[Text shown]
Having outlived their use as a classroom tool, thousands of broccoli heads idled in UC Davis test field, doomed to rot. Then Anna-Ruth Crittenden intervened.
Fresh produce rotting by the ton unsettled the second-year undergraduate. Why not pick it and cook it at home? Or take it to the local food bank?
“People talk about there being a food shortage,” Crittenden, 19, said. “All this food is just sitting here. There’s no reason why there shouldn’t be something in place to get this food to people who can really use it.”
So she had a friend post an ad on Davis Freecycle, a local website that, in the spirit of Craigslist, allows owners to advertise free giveaways. Usually it’s a well-worn TV or a shabby desk. This time it was a field full of broccoli. Crittenden also blasted people she knew with emails.

[Given information]
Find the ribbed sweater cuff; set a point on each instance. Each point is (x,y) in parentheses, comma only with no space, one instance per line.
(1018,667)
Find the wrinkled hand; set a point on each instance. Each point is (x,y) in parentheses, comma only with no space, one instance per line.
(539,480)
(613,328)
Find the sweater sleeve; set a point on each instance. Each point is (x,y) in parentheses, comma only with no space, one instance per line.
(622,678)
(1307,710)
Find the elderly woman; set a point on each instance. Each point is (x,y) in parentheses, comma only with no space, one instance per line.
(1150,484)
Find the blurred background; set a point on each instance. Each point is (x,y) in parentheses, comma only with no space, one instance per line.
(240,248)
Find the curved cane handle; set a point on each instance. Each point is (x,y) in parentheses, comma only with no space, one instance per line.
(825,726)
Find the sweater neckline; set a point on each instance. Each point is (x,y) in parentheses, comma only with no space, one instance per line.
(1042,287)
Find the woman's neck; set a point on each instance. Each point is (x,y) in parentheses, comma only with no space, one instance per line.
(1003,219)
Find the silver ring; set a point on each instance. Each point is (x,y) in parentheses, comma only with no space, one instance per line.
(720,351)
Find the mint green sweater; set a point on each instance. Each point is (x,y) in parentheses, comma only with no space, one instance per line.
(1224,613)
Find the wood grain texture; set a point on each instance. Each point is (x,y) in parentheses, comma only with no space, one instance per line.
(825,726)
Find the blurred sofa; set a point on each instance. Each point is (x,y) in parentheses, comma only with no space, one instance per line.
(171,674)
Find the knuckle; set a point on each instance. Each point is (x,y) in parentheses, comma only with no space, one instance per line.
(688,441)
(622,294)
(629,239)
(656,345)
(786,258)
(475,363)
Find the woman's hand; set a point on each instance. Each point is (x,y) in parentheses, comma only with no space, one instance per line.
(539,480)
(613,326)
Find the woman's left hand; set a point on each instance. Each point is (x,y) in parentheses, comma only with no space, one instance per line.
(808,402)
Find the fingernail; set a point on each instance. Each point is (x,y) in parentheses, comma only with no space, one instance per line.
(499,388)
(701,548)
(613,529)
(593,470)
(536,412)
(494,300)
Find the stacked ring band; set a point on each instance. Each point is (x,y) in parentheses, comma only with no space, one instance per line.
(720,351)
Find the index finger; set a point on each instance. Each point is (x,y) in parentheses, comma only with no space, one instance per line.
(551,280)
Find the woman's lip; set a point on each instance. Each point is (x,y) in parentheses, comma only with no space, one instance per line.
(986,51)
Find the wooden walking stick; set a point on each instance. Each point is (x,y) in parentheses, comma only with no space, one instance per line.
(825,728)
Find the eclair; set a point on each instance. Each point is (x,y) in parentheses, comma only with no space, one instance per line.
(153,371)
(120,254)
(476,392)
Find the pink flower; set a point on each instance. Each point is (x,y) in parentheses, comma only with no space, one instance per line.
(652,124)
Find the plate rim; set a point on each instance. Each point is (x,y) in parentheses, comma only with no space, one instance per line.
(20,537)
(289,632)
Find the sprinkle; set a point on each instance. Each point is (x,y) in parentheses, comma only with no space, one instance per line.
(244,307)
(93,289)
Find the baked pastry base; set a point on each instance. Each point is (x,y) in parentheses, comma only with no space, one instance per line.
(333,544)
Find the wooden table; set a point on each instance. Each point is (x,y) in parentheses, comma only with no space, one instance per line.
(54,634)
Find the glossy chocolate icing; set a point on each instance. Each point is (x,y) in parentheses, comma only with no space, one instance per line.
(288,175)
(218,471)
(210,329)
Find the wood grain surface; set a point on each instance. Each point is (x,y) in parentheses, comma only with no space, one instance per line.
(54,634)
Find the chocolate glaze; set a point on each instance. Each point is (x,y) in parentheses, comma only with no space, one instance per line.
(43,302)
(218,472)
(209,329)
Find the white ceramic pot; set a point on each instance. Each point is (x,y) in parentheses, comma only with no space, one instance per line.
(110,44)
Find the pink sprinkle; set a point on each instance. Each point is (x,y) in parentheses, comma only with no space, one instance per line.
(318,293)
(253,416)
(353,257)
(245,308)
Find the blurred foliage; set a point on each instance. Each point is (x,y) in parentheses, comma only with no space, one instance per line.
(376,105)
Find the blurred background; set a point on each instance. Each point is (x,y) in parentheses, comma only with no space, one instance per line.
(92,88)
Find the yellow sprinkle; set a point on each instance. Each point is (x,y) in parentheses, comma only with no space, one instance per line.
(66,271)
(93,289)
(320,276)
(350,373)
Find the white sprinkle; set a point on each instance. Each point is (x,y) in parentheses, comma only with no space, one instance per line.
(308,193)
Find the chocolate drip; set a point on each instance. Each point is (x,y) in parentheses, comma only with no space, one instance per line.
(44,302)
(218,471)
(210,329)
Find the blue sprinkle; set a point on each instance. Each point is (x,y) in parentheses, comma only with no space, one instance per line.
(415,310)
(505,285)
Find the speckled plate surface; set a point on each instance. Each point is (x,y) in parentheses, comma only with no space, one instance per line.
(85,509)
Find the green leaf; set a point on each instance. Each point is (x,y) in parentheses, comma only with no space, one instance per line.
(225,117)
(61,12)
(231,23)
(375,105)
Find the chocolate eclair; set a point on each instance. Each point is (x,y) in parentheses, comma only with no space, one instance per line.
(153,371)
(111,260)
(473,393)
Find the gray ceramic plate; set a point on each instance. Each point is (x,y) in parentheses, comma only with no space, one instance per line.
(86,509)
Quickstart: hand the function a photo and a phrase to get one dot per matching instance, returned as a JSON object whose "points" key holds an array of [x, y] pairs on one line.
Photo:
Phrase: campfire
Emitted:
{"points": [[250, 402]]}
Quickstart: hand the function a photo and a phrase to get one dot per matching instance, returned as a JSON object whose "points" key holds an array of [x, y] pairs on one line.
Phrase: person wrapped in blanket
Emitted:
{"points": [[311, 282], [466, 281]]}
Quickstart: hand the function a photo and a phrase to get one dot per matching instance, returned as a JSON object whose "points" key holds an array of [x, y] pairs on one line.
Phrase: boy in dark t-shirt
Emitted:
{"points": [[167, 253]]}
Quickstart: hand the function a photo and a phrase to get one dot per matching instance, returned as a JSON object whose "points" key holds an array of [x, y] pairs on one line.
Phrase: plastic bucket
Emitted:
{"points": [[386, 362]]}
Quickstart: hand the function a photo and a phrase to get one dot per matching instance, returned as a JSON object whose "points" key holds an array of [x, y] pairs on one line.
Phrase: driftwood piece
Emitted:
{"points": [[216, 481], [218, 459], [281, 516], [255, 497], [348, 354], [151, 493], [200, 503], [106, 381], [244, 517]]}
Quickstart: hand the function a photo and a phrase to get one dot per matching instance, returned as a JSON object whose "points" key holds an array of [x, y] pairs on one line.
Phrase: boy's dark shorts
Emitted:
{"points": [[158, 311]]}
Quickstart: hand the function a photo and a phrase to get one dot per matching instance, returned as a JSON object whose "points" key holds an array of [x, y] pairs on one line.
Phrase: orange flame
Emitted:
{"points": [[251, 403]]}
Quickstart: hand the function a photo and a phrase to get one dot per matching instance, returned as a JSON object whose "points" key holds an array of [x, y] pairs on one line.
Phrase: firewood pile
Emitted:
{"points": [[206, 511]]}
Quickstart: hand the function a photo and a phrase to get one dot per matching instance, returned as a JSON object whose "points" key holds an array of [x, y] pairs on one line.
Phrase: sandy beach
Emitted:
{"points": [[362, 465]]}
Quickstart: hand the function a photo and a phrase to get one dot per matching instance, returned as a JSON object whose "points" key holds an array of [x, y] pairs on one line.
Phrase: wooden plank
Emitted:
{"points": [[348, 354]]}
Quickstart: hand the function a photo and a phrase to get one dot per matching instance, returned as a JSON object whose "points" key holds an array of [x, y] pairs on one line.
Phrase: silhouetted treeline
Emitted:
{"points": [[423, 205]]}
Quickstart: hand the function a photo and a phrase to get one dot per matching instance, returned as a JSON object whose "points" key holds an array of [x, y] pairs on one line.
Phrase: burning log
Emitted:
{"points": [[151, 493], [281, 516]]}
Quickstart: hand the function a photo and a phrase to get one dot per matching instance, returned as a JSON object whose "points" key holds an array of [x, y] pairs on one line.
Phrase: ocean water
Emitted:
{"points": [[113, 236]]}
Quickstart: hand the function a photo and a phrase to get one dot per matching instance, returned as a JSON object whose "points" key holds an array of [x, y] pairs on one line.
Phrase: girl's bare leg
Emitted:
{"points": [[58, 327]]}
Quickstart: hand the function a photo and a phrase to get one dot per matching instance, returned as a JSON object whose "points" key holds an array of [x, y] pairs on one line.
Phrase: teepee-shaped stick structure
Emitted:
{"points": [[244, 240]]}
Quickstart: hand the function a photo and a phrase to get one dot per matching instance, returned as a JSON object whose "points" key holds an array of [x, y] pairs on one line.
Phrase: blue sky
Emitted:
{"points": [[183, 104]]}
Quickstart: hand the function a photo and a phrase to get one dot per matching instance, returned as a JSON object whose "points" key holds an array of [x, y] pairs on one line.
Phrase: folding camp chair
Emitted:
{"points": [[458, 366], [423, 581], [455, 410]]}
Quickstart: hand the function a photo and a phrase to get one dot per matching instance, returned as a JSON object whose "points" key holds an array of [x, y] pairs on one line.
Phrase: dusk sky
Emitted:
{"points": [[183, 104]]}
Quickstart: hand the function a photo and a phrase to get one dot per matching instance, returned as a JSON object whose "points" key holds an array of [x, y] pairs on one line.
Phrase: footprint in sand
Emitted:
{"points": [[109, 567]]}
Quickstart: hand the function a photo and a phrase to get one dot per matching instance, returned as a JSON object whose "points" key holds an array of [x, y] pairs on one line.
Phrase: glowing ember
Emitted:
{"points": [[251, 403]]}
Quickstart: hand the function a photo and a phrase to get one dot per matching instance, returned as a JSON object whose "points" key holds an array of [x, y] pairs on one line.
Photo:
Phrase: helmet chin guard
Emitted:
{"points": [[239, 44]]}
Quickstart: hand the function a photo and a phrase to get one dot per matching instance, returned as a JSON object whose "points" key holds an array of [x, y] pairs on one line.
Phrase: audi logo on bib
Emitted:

[Assigned task]
Copy the part of the broccoli article that opens with the words "So she had a" and closes with "knew with emails.", but rename "broccoli" to "cauliflower" everywhere it appears.

[Solution for this exercise]
So she had a friend post an ad on Davis Freecycle, a local website that, in the spirit of Craigslist, allows owners to advertise free giveaways. Usually it’s a well-worn TV or a shabby desk. This time it was a field full of cauliflower. Crittenden also blasted people she knew with emails.